PASSAGE TO READ:
The D programming language, also known simply as D, is an object-oriented, imperative, multi-paradigm system programming language by Walter Bright of Digital Mars. It originated as a re-engineering of C++, but even though it is predominantly influenced by that language, it is not a variant of it. D has redesigned some C++ features and has been influenced by concepts used in other programming languages, such as Java, C# and Eiffel. A stable version, 1.0, was released on January 2, 2007.[3] An experimental version, 2.0, was released on June 17, 2007.[2]

Contents

[edit] Features

D is being designed with lessons learned from practical C++ usage rather than from a theoretical perspective. Even though it uses many C/C++ concepts it also discards some, and as such is not strictly backward compatible with C/C++ source code. It adds to the functionality of C++ by also implementing design by contract, unit testing, true modules, garbage collection, first class arrays, associative arrays, dynamic arrays, array slicing, nested functions, inner classes, closures, anonymous functions, compile time function execution, lazy evaluation and has a reengineered template syntax. D retains C++'s ability to do low-level coding, and adds to it with support for an integrated inline assembler. C++ multiple inheritance is replaced by Java style single inheritance with interfaces and mixins. D's declaration, statement and expression syntax closely matches that of C++.

WRITTEN TASKS:
1. In the records, begin at the line that has "# point at: wood" and stop after the line that has "x=68, y=325". Write those lines out again, swapping "wood grain surface" for "oak veneer surface" and leaving everything else unchanged.
2. Continue the passage on the D programming language from the point where it ends.
The records below have no connection to the text about the D programming language.

AVAILABLE DATA:

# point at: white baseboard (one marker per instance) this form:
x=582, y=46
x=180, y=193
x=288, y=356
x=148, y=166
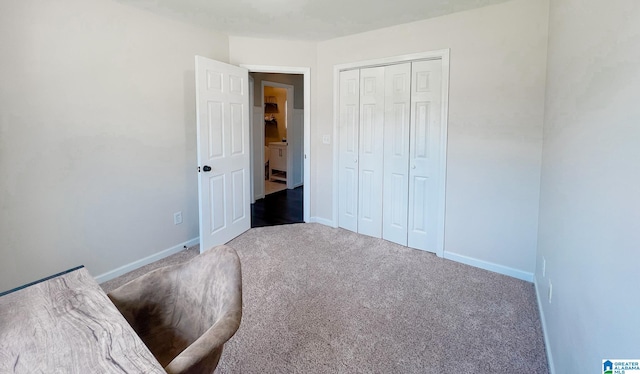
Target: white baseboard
x=322, y=221
x=500, y=269
x=543, y=321
x=145, y=261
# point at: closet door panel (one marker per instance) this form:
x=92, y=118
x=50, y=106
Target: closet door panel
x=396, y=152
x=370, y=151
x=348, y=153
x=424, y=153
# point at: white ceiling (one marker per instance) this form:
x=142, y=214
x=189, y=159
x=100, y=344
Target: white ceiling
x=303, y=19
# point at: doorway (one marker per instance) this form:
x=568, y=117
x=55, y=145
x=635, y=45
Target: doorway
x=278, y=140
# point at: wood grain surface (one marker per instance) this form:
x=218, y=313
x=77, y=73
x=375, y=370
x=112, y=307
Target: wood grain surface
x=68, y=325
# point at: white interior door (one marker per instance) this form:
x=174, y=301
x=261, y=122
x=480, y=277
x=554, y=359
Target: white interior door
x=222, y=105
x=424, y=157
x=397, y=111
x=370, y=151
x=348, y=152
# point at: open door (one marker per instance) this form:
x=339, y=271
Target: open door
x=224, y=155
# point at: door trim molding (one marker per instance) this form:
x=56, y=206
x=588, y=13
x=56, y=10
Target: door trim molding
x=443, y=56
x=290, y=89
x=306, y=72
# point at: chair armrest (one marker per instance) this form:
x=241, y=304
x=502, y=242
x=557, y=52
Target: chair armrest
x=206, y=350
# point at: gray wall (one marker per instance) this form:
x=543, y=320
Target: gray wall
x=590, y=191
x=496, y=106
x=97, y=135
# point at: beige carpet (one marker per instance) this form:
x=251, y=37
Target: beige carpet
x=324, y=300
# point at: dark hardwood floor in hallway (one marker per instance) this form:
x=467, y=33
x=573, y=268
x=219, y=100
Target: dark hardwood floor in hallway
x=278, y=208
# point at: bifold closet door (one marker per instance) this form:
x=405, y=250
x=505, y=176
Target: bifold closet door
x=396, y=152
x=348, y=132
x=371, y=141
x=424, y=154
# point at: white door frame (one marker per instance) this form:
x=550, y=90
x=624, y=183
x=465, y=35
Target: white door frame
x=290, y=95
x=442, y=55
x=306, y=72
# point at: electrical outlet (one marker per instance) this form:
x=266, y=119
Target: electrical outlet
x=177, y=218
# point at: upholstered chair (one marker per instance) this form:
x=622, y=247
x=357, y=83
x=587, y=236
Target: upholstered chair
x=185, y=313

WRITTEN RESPONSES:
1.
# point at: oak veneer surface (one marker per instance) this form:
x=218, y=313
x=77, y=73
x=375, y=370
x=112, y=307
Target: oak veneer surface
x=68, y=325

2.
The inline assembler typifies the differences between D and application languages like Java and C#. An inline assembler lets programmers enter machine-specific assembly code within standard D code—a technique often used by system programmers to access the low-level features of the processor needed to run programs that interface directly with the underlying hardware, such as operating systems and device drivers.

D has built-in support for documentation comments, but so far only the compiler supplied by Digital Mars implements a documentation generator.

[edit] Programming paradigms

D supports three main programming paradigmsimperative, object-oriented, and metaprogramming.

[edit] Imperative

Imperative programming in D is almost identical to C. Functions, data, statements, declarations and expressions work just as in C, and the C runtime library can be accessed directly. Some notable differences between D and C in the area of imperative programming include D's foreach loop construct, which allows looping over a collection, and nested functions, which are functions that are declared inside of another and may access the enclosing function's local variables.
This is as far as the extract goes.